"""
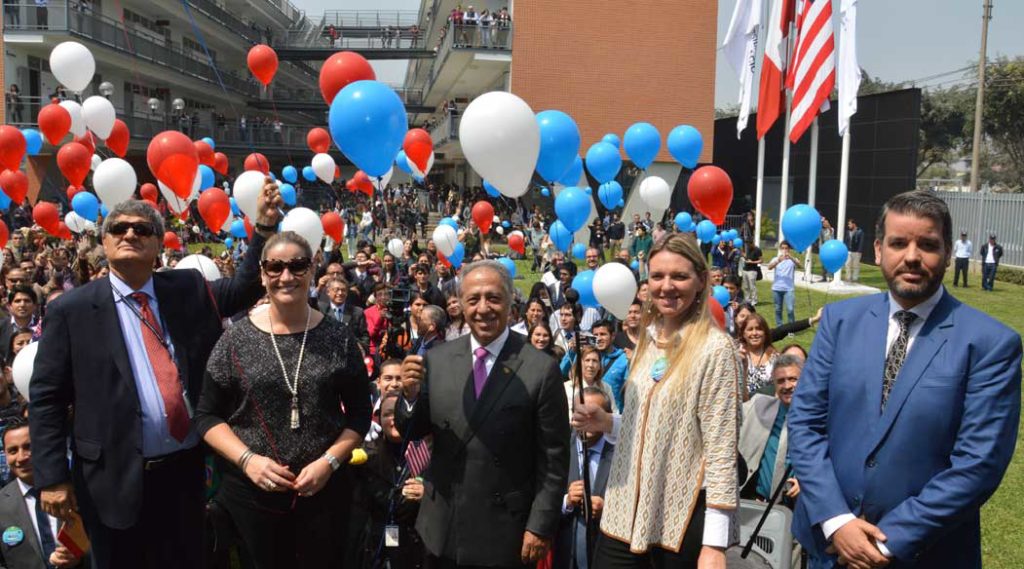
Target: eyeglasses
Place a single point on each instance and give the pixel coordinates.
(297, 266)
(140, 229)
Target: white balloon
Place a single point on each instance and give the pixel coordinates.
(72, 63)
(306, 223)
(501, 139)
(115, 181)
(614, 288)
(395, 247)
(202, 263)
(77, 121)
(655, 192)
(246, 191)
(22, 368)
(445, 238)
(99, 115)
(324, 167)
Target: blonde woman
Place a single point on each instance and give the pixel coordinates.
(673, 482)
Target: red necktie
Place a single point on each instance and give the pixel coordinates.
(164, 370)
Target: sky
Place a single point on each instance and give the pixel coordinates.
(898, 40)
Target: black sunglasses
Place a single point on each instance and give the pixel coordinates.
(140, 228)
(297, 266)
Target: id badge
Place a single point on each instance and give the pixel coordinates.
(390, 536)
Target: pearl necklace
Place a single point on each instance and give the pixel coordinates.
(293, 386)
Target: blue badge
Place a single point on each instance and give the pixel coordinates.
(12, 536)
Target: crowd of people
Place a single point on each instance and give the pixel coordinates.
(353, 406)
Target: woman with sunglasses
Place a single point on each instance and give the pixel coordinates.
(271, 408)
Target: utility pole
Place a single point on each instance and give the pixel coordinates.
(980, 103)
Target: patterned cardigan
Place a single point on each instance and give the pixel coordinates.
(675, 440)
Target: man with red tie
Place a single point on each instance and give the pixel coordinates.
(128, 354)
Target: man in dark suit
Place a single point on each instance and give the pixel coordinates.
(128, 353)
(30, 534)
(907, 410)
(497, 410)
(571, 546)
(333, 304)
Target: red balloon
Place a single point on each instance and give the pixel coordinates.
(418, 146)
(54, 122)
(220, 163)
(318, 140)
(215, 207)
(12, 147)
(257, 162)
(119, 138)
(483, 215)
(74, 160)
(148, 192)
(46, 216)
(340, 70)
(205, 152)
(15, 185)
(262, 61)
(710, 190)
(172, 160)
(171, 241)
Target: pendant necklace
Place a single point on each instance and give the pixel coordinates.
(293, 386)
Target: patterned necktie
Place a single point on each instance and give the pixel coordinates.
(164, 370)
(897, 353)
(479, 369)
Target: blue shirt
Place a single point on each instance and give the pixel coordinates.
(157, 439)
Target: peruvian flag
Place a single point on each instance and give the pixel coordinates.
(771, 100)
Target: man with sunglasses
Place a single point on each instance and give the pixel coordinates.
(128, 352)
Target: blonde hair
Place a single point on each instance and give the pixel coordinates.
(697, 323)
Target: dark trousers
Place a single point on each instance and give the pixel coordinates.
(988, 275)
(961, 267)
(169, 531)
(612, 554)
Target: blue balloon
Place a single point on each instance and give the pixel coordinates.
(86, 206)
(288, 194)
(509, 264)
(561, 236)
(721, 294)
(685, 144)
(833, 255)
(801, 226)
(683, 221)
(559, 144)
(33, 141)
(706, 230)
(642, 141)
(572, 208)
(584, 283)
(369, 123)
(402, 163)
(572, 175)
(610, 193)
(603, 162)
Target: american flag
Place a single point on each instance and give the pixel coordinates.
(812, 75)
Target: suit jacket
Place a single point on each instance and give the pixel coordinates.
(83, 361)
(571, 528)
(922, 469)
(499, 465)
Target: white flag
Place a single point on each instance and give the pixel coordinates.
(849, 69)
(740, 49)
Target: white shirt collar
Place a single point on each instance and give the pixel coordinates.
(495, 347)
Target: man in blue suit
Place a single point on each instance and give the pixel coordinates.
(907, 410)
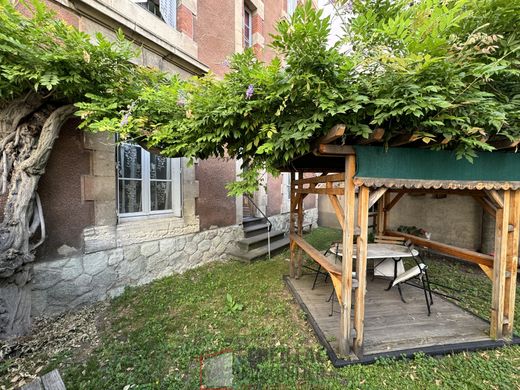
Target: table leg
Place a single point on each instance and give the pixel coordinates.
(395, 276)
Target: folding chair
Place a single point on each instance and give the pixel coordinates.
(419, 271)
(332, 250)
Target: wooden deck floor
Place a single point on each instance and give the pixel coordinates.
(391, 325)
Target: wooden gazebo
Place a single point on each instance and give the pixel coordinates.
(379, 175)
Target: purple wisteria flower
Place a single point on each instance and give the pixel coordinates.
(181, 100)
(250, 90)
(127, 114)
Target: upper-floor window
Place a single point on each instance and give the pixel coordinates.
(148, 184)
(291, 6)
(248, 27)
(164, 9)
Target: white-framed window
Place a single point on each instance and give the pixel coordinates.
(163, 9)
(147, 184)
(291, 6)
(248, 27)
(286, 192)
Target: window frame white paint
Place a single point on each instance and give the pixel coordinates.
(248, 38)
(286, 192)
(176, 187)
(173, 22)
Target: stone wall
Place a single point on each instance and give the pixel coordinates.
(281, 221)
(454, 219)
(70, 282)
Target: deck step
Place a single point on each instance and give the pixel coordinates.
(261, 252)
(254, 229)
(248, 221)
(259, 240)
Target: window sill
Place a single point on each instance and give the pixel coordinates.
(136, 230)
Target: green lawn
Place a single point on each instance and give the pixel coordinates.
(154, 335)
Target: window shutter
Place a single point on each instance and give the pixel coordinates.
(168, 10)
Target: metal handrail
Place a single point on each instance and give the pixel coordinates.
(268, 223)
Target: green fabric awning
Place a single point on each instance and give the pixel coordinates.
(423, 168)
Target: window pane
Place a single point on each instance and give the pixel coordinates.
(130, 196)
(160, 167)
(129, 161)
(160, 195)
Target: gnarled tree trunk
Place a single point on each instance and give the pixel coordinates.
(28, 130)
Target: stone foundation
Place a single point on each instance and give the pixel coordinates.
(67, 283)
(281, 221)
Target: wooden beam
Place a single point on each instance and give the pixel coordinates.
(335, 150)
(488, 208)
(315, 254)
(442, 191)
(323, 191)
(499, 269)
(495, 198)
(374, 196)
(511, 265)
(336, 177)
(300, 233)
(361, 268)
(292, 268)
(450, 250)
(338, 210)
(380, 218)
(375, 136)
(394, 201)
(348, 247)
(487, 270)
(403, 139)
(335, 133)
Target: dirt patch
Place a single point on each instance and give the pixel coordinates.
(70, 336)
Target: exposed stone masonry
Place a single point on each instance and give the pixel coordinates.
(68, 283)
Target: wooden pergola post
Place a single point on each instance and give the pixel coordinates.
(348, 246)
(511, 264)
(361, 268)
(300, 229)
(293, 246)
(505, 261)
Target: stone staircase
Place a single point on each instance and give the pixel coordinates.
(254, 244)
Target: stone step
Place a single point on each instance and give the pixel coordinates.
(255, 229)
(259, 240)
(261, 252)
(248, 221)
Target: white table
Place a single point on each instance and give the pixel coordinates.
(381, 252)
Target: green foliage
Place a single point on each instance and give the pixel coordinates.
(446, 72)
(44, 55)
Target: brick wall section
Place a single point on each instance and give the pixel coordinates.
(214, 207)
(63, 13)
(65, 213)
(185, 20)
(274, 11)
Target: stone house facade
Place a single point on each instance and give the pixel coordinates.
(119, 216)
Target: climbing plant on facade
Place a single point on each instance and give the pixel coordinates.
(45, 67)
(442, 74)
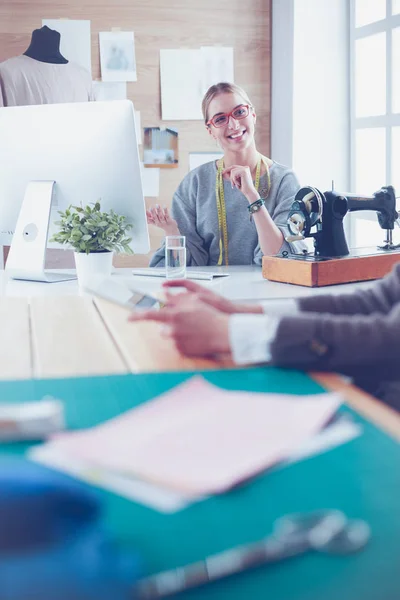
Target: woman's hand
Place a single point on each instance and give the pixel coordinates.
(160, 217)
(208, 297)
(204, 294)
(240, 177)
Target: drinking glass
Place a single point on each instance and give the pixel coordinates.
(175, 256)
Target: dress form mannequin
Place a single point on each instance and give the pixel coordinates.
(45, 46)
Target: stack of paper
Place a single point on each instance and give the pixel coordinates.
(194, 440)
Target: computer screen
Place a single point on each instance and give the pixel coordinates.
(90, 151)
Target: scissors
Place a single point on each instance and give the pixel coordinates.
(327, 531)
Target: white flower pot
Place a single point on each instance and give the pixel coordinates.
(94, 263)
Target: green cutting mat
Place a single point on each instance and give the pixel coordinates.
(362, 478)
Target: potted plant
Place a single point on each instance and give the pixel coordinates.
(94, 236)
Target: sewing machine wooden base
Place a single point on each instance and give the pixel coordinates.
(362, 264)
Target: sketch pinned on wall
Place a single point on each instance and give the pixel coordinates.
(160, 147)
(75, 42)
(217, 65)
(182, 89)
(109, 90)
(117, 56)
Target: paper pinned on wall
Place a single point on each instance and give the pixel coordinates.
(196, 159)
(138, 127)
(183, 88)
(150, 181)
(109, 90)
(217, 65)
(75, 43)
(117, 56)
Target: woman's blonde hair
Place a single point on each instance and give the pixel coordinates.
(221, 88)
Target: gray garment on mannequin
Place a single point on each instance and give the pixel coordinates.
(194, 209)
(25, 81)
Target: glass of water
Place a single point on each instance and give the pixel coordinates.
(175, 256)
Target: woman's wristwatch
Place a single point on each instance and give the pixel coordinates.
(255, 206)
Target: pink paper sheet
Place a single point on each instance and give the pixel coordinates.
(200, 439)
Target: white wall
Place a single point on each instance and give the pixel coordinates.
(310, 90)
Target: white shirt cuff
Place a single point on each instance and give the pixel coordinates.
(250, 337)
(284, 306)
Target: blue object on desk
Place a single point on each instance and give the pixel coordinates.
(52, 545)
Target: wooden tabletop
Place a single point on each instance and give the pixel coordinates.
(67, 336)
"""
> EXERCISE DIRECTIONS:
Write out only the final block of lines, starting at the line with "Target: stack of paper" and running to the end of the material.

> THE REPLY:
Target: stack of paper
Place a single point on each instance and give the pixel coordinates.
(194, 440)
Target: computer screen
Place a single point on each instance and give the pixel coordinates.
(90, 151)
Target: scissors
Place a single point on each instance and give the pixel coordinates.
(327, 531)
Target: white flower pot
Place a single point on each instance and give the pixel coordinates.
(94, 263)
Target: green cutting mat
Place a single point on each instance and give the pixel coordinates.
(362, 478)
Target: potted plant
Place a single point on each instance and give the pixel coordinates.
(94, 236)
Target: sewing machine wooden base
Place a single point on each instance and give the pixel coordinates.
(362, 264)
Target: sketch pinned on wall
Place a single point on each instance and give the pixel coordinates.
(160, 147)
(75, 42)
(217, 65)
(182, 89)
(109, 90)
(117, 56)
Target: paper pinned on wall
Place a single point on each instance and give the pixel coordinates.
(196, 159)
(138, 127)
(183, 88)
(150, 181)
(109, 90)
(217, 65)
(75, 43)
(117, 56)
Target: woman's blonde hair
Place a single point on each instance and give the pixel coordinates.
(221, 88)
Target: gray garment on mannequin
Place a single point on each instance and give the pixel coordinates.
(194, 209)
(25, 81)
Target: glass of water
Place a single point on each instance and give the pixel coordinates.
(175, 256)
Target: woman's wristwatch
Place a single point on each instance and give the pixel coordinates.
(255, 206)
Target: pink paper sheet
Place a single point on each instance and give the pixel coordinates.
(200, 439)
Target: white wall
Place a single point on each instance and give the pixel coordinates.
(310, 90)
Target: white shirt cuff
Place a single point on each instance and give the pixel coordinates.
(250, 337)
(284, 306)
Target: blue object on desk
Place a single point on each instance and give the pixel coordinates.
(52, 545)
Target: wooden tabletop
Place a single point on each instance and give the pixel coordinates.
(67, 336)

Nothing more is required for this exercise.